*Work to complete*: Gather every line of the material below that contains the word "shorts", and copy each one unchanged.

# # # # #

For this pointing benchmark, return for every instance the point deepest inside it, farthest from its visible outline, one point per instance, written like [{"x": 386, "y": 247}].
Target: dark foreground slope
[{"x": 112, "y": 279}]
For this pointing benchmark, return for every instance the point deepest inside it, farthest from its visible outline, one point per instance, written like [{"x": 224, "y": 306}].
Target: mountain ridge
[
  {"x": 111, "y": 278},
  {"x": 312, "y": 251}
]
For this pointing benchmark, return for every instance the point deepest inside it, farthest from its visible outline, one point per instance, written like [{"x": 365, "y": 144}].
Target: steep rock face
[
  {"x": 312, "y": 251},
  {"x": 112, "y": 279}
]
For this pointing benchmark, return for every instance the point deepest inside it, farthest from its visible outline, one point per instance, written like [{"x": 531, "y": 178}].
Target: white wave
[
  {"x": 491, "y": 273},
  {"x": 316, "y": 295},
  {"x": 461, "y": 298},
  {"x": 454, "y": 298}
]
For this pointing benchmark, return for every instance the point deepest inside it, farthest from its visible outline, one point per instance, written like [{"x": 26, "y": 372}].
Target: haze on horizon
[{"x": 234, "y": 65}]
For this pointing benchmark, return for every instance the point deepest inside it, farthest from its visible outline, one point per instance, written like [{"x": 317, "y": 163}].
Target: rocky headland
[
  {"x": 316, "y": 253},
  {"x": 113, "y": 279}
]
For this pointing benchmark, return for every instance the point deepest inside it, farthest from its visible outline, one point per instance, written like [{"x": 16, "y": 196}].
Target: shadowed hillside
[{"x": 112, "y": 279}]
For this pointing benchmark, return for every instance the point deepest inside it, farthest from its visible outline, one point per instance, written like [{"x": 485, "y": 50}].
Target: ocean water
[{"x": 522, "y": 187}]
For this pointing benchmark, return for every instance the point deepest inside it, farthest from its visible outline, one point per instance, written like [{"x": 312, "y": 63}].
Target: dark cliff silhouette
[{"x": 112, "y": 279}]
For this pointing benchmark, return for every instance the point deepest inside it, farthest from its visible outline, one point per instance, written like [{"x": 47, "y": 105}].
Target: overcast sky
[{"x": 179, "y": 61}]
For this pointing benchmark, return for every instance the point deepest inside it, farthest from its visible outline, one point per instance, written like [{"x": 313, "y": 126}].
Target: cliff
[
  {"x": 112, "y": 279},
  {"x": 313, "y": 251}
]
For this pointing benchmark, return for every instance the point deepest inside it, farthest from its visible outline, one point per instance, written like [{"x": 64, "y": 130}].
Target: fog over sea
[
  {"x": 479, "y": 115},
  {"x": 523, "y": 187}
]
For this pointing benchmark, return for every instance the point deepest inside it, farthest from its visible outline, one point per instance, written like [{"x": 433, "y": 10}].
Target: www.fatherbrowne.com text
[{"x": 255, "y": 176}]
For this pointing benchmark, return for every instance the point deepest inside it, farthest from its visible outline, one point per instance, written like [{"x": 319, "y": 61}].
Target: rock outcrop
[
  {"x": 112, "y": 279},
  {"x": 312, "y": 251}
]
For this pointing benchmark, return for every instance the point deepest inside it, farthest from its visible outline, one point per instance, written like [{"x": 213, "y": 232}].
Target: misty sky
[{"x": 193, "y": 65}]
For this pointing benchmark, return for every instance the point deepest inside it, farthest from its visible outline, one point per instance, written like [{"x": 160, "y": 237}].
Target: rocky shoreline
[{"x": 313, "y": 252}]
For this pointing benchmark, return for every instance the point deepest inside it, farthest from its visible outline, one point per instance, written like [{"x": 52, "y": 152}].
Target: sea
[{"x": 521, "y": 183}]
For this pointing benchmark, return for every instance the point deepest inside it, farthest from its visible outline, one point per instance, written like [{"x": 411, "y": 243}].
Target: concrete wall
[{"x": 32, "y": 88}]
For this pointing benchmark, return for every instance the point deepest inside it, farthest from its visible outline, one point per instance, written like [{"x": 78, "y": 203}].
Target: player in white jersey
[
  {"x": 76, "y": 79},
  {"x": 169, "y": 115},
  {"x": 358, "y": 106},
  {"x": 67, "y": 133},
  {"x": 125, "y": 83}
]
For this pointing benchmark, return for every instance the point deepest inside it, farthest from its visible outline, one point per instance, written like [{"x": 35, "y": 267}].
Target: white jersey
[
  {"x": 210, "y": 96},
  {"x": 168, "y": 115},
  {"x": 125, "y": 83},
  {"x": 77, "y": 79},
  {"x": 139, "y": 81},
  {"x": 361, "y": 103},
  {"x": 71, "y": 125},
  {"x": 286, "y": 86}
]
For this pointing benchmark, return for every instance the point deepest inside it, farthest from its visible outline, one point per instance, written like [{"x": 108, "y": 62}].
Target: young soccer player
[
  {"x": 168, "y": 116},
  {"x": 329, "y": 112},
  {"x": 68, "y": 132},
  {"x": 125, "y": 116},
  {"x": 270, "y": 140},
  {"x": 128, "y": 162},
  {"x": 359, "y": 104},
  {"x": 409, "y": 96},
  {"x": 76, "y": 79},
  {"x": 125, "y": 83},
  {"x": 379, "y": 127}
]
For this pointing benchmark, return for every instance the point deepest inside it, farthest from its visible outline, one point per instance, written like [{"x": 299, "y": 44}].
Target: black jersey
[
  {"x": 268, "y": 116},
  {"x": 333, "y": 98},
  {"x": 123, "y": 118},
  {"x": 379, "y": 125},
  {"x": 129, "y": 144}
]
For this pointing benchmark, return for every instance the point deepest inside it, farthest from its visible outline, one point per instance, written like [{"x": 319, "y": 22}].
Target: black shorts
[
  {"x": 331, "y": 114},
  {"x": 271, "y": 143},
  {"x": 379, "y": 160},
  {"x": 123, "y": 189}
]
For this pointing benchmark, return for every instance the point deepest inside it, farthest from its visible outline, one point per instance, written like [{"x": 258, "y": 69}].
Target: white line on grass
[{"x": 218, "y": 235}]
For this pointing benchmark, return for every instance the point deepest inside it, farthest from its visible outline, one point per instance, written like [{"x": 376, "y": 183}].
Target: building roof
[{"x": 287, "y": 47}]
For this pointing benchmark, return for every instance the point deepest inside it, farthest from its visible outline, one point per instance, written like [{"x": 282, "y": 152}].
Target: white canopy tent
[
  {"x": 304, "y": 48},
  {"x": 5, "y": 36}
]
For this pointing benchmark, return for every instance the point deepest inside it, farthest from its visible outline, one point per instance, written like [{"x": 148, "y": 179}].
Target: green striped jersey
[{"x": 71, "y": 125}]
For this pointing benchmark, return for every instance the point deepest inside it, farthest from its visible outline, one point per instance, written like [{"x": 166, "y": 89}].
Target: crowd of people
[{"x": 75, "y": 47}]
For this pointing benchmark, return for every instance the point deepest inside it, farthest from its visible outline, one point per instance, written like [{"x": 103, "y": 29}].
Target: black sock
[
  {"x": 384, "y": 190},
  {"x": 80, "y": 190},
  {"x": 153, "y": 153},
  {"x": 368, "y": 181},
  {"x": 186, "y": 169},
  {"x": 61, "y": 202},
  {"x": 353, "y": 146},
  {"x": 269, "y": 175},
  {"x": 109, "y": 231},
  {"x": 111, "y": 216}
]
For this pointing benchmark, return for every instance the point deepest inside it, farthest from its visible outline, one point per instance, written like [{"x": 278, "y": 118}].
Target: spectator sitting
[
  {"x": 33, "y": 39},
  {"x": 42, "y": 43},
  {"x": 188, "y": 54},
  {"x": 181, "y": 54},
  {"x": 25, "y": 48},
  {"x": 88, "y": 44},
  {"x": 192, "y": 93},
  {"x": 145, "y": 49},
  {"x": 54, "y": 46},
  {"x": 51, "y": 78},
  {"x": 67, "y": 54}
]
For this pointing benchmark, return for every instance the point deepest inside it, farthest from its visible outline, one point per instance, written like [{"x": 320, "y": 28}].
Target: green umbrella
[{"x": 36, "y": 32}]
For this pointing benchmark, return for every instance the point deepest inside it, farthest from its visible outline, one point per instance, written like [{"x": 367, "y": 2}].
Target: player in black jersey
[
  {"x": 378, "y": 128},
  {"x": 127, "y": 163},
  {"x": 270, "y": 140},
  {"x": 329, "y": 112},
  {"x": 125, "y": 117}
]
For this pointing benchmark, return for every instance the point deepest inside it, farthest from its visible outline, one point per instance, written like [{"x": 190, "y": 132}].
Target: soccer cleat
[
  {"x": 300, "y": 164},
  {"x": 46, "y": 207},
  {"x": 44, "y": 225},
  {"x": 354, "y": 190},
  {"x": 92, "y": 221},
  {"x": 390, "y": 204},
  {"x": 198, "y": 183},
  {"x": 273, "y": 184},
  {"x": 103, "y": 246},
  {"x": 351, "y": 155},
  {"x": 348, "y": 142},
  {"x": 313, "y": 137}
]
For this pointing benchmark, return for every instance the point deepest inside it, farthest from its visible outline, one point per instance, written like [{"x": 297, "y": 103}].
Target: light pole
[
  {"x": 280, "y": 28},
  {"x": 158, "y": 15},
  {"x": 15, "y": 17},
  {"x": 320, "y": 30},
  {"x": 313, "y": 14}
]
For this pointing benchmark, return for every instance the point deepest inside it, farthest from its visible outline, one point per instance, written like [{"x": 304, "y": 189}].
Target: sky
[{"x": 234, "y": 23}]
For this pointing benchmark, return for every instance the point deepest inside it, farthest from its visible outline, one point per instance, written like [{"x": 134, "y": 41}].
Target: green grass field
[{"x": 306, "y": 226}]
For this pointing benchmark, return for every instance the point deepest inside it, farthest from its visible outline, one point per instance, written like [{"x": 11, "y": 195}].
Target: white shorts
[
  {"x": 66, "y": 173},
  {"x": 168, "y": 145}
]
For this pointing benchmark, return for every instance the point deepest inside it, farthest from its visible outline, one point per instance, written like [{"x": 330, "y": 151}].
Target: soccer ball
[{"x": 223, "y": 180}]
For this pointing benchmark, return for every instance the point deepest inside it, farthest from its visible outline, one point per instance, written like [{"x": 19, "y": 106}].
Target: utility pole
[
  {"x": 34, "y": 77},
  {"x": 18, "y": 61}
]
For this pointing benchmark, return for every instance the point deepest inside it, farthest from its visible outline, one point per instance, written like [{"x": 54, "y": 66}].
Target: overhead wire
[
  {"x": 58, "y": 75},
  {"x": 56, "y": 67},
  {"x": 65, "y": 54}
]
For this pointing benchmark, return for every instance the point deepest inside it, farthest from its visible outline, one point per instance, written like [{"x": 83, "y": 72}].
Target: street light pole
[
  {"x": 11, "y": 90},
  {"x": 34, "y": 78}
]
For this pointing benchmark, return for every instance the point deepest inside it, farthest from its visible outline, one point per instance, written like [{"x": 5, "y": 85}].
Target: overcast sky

# # # # #

*Complete response*:
Target: black shorts
Target: white shorts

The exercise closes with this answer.